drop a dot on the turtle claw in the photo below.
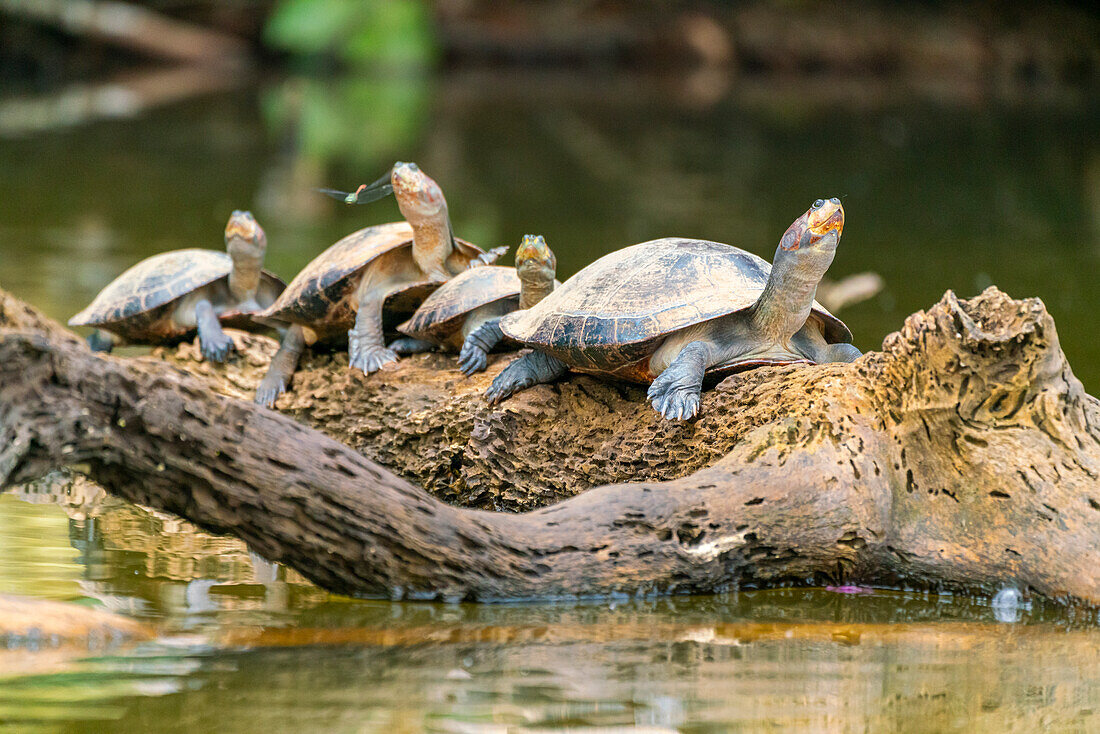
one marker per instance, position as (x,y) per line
(217,348)
(372,359)
(673,401)
(472,360)
(513,379)
(268,392)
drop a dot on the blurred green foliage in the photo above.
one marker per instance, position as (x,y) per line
(354,32)
(359,121)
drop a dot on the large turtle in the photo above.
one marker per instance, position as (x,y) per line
(169,296)
(673,310)
(463,314)
(371,280)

• • • •

**Set task:**
Copy out everything from the line containing "drop a dot on the large" down to the final line of the rows above, keeping each line word for word and in its original order.

**Task answer:**
drop a dot on the large turtle in the photo above.
one marker per instance, position as (x,y) per line
(169,296)
(673,310)
(463,314)
(371,280)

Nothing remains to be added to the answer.